§ **What you need to do**
1. Answer these about the forum thread on Union binding sizes:
(a) Which boot models does the opening post say fit in the Med/large Union SL and Atlas?
(b) What boot does arl2 say they wear?
(c) Which binding size did Alkasquawlik prefer, and why?
2. Revise the forum thread on Union binding sizes, starting with "What makes you" and going on through "the L/XL bindings.", with "highbacks" swapped for "heelcups".

# Union Med/Large with 10.5 boot....



## tonyisnowhere (Sep 24, 2012)

Ok so my 10.5 Burton Ruler and Awol fit in my Med/large Union SL and Atlas. My question is should I think about getting bigger ankle straps? Anyone have experience with this? I hate being right at the cut off ! Thanks for your help


----------



## arl2 (Nov 29, 2010)

I wear size 10 K2 Maysis and people have suggested that I go with the M/L. For that size Union says it goes up to 11 (Spinal Tap) :laugh:. Anyway, I think if your not going to grow much the M/L would be the way to go. That's if you were to buy online or something. I would still go to a shop that has them both the M/L and L/XL and try them on with your boot because its not the same for everybody!


----------



## Alkasquawlik (Jul 13, 2010)

What makes you think you need bigger ankle straps? Are you having an issue strapping in?

I don't have any first hand experience on wearing Rulers or AWOLs, but I do have a 10.5 Nike Kaiju.
I was able to fit into both M/L and L/XL Force and Contacts with my boot, although I preferred the L/XL pairs because they fit my boot straight out of the box. All I had to do was rotate the highbacks and I was good. With the M/L pairs, I had to fiddle with the straps a bit to adjust them, which isn't a huge issue at all, but if I had to choose between the two, I'd go with the L/XL bindings.

§ **Extracted records**
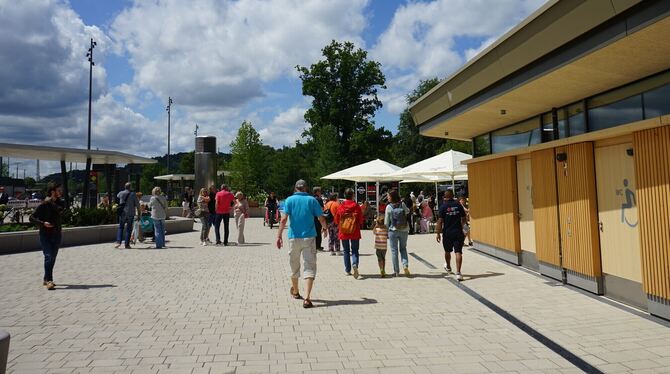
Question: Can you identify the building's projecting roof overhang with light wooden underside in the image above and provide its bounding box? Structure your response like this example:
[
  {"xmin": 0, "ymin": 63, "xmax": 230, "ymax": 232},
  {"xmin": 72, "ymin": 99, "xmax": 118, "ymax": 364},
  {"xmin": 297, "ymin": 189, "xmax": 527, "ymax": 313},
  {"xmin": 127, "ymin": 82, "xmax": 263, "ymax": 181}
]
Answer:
[{"xmin": 410, "ymin": 1, "xmax": 670, "ymax": 140}]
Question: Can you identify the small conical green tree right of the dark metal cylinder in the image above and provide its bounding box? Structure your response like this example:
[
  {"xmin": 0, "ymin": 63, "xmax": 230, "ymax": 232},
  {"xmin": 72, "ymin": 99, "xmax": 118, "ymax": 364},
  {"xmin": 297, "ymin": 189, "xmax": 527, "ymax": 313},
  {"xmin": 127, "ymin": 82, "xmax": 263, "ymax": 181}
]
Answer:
[{"xmin": 226, "ymin": 121, "xmax": 268, "ymax": 195}]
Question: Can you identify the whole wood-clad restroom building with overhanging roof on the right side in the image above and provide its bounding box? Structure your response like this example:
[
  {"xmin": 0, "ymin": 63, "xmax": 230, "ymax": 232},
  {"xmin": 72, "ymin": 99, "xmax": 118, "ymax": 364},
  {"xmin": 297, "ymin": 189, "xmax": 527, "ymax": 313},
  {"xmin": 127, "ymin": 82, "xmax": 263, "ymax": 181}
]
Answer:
[{"xmin": 410, "ymin": 0, "xmax": 670, "ymax": 319}]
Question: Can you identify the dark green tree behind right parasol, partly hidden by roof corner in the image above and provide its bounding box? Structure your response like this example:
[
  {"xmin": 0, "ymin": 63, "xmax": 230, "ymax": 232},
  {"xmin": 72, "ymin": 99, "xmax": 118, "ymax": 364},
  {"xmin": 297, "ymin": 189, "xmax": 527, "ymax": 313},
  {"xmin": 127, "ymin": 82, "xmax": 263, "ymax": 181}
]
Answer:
[{"xmin": 393, "ymin": 78, "xmax": 472, "ymax": 166}]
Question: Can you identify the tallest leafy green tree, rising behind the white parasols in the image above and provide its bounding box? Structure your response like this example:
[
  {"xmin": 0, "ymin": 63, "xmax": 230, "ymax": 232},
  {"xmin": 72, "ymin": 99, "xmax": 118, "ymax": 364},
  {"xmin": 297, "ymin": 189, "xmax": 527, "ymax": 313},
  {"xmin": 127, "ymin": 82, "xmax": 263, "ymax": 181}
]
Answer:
[{"xmin": 296, "ymin": 40, "xmax": 386, "ymax": 167}]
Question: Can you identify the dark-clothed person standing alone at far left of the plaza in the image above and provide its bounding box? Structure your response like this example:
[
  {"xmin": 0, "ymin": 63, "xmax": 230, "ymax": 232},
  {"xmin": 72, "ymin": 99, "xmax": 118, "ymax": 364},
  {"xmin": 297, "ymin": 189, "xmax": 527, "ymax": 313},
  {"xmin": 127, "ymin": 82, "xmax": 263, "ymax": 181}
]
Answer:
[{"xmin": 30, "ymin": 184, "xmax": 63, "ymax": 290}]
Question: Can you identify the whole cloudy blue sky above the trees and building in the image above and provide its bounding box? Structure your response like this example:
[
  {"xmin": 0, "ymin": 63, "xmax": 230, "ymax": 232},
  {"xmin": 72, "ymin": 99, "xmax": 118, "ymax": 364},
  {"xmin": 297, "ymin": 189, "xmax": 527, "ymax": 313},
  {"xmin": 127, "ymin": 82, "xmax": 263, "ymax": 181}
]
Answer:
[{"xmin": 0, "ymin": 0, "xmax": 544, "ymax": 178}]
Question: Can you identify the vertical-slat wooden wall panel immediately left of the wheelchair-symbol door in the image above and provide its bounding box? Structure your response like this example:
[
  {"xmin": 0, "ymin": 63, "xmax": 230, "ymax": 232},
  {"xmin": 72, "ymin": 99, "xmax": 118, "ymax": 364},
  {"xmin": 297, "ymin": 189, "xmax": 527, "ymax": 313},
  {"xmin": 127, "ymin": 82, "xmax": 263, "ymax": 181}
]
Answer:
[{"xmin": 556, "ymin": 142, "xmax": 602, "ymax": 277}]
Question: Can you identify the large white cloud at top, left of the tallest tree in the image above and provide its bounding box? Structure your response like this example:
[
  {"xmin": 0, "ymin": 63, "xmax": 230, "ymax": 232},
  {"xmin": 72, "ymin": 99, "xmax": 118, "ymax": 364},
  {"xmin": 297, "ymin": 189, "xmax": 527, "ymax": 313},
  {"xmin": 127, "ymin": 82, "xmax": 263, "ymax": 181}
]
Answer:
[{"xmin": 112, "ymin": 0, "xmax": 367, "ymax": 108}]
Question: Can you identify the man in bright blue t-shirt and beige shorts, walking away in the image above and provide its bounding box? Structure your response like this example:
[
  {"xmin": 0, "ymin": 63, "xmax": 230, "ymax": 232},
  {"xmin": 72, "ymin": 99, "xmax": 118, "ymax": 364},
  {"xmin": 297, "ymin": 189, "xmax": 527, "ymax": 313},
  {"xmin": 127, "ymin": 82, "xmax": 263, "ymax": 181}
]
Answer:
[{"xmin": 277, "ymin": 179, "xmax": 328, "ymax": 308}]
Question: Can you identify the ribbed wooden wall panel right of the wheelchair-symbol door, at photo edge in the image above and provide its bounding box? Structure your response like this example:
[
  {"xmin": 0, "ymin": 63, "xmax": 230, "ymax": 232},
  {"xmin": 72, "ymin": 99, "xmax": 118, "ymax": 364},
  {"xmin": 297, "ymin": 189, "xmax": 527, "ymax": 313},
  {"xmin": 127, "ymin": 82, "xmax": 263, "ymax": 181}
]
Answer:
[{"xmin": 633, "ymin": 126, "xmax": 670, "ymax": 300}]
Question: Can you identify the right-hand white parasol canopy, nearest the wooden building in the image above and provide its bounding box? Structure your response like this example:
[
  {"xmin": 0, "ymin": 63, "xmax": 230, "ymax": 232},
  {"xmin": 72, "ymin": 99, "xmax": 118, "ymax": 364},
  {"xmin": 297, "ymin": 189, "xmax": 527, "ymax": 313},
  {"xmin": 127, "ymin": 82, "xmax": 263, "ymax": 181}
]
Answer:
[{"xmin": 389, "ymin": 150, "xmax": 472, "ymax": 180}]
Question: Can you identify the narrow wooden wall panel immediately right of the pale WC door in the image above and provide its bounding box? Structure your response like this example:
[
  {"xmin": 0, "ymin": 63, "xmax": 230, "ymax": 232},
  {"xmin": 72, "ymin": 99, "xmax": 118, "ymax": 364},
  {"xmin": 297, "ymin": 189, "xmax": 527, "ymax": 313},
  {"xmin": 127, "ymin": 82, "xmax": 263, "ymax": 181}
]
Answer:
[{"xmin": 530, "ymin": 149, "xmax": 561, "ymax": 266}]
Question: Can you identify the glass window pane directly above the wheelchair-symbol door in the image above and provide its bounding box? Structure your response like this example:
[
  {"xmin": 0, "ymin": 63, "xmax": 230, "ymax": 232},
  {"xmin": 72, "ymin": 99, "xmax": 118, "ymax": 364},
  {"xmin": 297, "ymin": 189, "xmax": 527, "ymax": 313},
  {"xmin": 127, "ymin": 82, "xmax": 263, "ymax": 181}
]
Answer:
[{"xmin": 588, "ymin": 94, "xmax": 643, "ymax": 131}]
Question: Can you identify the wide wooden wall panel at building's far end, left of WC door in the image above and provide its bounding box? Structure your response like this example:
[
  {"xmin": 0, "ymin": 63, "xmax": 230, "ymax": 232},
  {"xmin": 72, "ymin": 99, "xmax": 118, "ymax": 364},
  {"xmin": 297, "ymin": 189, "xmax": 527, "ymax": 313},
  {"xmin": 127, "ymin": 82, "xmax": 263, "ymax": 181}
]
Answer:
[{"xmin": 468, "ymin": 157, "xmax": 521, "ymax": 253}]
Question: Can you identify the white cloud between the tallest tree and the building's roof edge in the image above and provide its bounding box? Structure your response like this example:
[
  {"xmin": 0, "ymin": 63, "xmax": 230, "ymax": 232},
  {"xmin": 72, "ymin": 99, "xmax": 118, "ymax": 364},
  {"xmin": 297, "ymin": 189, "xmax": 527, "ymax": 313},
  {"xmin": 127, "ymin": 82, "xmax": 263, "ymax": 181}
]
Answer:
[{"xmin": 371, "ymin": 0, "xmax": 545, "ymax": 113}]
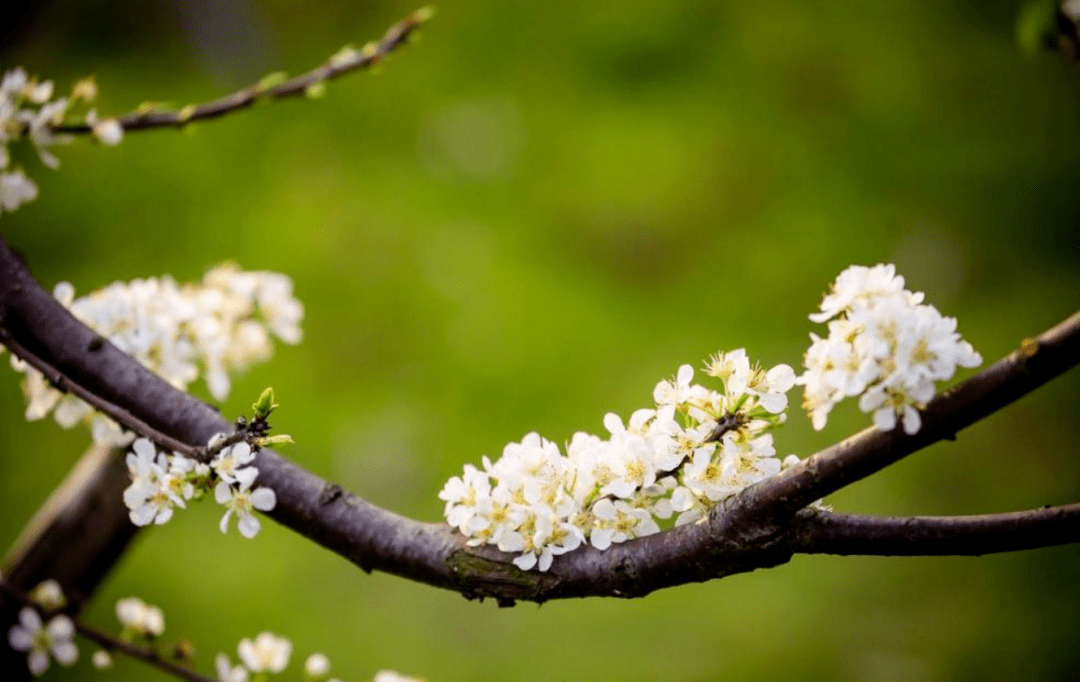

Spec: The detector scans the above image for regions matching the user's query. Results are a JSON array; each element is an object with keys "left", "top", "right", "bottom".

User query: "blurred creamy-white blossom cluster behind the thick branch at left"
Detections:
[{"left": 12, "top": 264, "right": 303, "bottom": 445}]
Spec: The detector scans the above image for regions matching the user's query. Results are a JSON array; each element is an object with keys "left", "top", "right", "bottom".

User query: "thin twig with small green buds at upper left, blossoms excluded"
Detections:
[{"left": 53, "top": 8, "right": 432, "bottom": 133}]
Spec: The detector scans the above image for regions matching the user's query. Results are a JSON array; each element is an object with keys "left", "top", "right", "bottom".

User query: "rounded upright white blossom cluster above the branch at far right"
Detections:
[{"left": 798, "top": 264, "right": 983, "bottom": 434}]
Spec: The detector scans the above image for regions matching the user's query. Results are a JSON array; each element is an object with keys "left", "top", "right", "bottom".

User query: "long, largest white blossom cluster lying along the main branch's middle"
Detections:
[{"left": 438, "top": 349, "right": 798, "bottom": 571}]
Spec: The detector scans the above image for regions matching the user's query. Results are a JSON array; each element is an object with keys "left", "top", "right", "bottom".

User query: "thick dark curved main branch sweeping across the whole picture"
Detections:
[{"left": 0, "top": 232, "right": 1080, "bottom": 604}]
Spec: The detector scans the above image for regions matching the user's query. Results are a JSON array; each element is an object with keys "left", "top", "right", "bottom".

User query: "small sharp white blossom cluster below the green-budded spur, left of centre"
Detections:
[{"left": 124, "top": 433, "right": 278, "bottom": 538}]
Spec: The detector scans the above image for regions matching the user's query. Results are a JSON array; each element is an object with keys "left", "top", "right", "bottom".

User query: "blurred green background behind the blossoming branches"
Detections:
[{"left": 0, "top": 0, "right": 1080, "bottom": 682}]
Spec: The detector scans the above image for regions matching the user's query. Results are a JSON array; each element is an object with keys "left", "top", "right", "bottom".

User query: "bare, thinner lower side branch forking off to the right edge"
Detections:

§ **Task-by-task solutions**
1.
(a) The 10.5 Burton Ruler and Awol.
(b) Size 10 K2 Maysis.
(c) The L/XL pairs, because they fit the boot straight out of the box.

2.
What makes you think you need bigger ankle straps? Are you having an issue strapping in?

I don't have any first hand experience on wearing Rulers or AWOLs, but I do have a 10.5 Nike Kaiju.
I was able to fit into both M/L and L/XL Force and Contacts with my boot, although I preferred the L/XL pairs because they fit my boot straight out of the box. All I had to do was rotate the heelcups and I was good. With the M/L pairs, I had to fiddle with the straps a bit to adjust them, which isn't a huge issue at all, but if I had to choose between the two, I'd go with the L/XL bindings.